- SELECTED EXCERPT:
Where it really gets weird . . .

But there is plenty of evidence that we’re really bad at remembering where our ideas come from. In 2002, the journal Psychological Science published an experiment in which scientists implanted a completely fabricated childhood memory in the minds of subjects. The researchers showed the subjects a doctored photograph that depicted them in the basket of a hot-air balloon. Even though the subjects had never been in a hot-air balloon, many of them constructed detailed memories to match the fake photograph.

So no matter how confident you are in the originality of an idea, it’s worth Googling around to make sure you didn’t inadvertently steal it. Also, no matter how unlikely it might seem, scientists will take the time to Photoshop you into a hot-air balloon, just to screw with your head.

1. SUBCONSCIOUS BEHAVIOR, A.K.A. BEST GUESSING


When you’re running down a flight of stairs at top speed, your brain doesn’t have time to think about each and every step you take. Your feet are on autopilot, reaching out for the next step faster than your conscious mind can tell them what to do. Well, it turns out that your brain is on autopilot more often than you think. Even when you’re making important choices throughout the course of your day, a part of your brain knows what you’re going to do well before it lets your conscious mind in on the decision. The technical term for this: precognition.


Um, what?

- RAW RECORDS:
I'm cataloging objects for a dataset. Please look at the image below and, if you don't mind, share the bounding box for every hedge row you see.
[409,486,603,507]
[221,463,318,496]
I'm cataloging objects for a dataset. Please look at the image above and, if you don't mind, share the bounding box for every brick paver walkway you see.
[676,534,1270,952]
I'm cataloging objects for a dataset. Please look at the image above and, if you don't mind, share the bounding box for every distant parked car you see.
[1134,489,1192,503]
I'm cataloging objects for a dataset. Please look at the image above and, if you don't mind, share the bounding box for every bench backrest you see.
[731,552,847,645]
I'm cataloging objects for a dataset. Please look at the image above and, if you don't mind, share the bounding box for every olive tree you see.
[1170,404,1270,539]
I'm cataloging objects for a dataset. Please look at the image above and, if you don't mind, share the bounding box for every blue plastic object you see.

--

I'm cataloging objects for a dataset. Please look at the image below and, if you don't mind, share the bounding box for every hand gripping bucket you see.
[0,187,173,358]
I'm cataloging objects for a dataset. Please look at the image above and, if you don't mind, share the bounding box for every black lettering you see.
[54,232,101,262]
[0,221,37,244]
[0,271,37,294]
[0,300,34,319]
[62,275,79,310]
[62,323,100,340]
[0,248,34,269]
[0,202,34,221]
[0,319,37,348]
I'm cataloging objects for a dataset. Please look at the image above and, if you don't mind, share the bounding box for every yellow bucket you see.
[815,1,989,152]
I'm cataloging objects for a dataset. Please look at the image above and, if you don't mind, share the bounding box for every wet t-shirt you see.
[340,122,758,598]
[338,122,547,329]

- WORK TO DO:
Reproduce the excerpt on memory and the brain word for word, starting at "Where it really" and ending at "with your head.". Nothing in the items is needed here.

- OUTPUT OF THE EXERCISE:
Where it really gets weird . . .

But there is plenty of evidence that we’re really bad at remembering where our ideas come from. In 2002, the journal Psychological Science published an experiment in which scientists implanted a completely fabricated childhood memory in the minds of subjects. The researchers showed the subjects a doctored photograph that depicted them in the basket of a hot-air balloon. Even though the subjects had never been in a hot-air balloon, many of them constructed detailed memories to match the fake photograph.

So no matter how confident you are in the originality of an idea, it’s worth Googling around to make sure you didn’t inadvertently steal it. Also, no matter how unlikely it might seem, scientists will take the time to Photoshop you into a hot-air balloon, just to screw with your head.